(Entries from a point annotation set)
###
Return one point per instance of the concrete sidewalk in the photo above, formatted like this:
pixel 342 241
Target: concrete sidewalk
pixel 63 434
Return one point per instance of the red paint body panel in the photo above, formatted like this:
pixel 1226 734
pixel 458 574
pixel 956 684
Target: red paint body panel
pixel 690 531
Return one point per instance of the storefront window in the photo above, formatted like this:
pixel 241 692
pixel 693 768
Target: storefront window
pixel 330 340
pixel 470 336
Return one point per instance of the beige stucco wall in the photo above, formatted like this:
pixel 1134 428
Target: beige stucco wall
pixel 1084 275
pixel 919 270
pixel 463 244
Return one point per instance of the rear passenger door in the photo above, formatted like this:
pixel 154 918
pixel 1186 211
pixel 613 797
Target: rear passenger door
###
Copy the stretch of the listing from its start through the line containing "pixel 690 531", keeping every line, and increase each answer coordinate by 32 while leaving the sample coordinates in the format lines unchanged.

Return one point per instance of the concrete sidewalk in the photo above, formatted like this:
pixel 342 241
Target: concrete sidewalk
pixel 95 466
Return one point per instance of the red paint body panel in the photo above, formatted like this:
pixel 1226 734
pixel 458 574
pixel 956 684
Target: red paint body panel
pixel 722 563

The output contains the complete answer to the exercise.